━━━ Listed entries
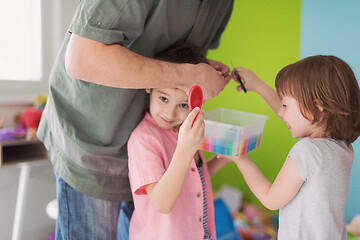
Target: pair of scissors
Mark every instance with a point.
(239, 79)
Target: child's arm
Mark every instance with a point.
(272, 195)
(163, 194)
(253, 83)
(216, 163)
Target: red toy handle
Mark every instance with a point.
(196, 98)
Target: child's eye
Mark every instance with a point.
(184, 105)
(163, 99)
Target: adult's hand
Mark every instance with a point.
(220, 67)
(209, 79)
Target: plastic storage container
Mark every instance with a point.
(232, 132)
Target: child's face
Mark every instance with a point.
(298, 125)
(168, 107)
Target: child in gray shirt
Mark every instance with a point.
(319, 99)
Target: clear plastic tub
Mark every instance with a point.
(232, 132)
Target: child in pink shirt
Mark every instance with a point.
(169, 177)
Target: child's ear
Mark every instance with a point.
(319, 104)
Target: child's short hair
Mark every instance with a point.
(328, 82)
(182, 53)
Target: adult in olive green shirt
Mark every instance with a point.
(96, 98)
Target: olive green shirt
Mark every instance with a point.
(86, 126)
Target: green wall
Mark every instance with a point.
(263, 36)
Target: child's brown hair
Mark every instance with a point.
(182, 53)
(327, 93)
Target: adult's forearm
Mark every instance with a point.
(117, 66)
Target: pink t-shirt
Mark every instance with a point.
(150, 150)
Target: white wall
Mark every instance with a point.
(41, 185)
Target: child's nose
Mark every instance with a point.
(171, 112)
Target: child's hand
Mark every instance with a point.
(192, 135)
(251, 81)
(233, 159)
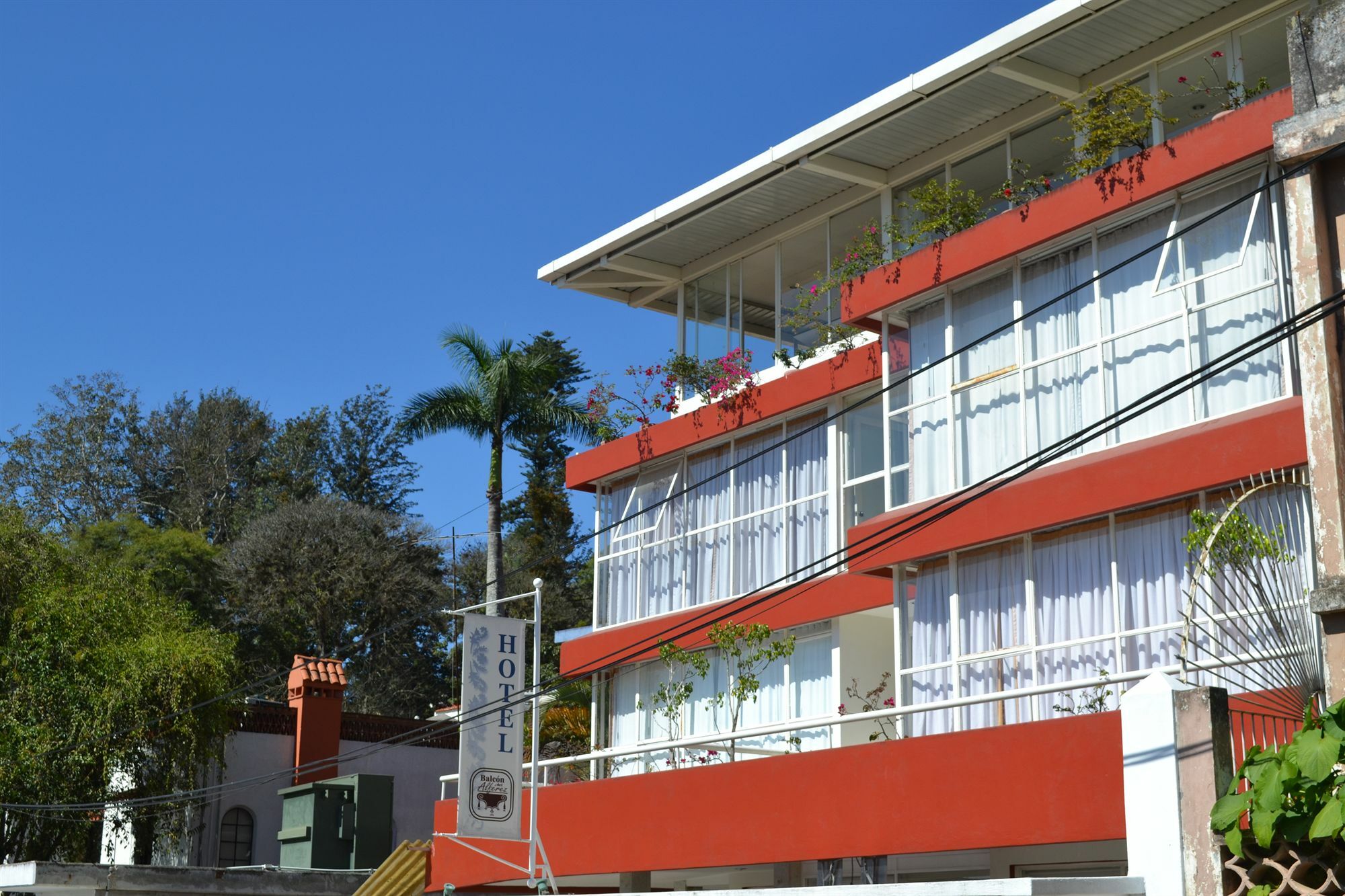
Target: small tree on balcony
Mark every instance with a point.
━━━━━━
Task instructions: Within the data above, count the lines that contain the string "shirt"; the reply is the number alone.

Exercise response: 5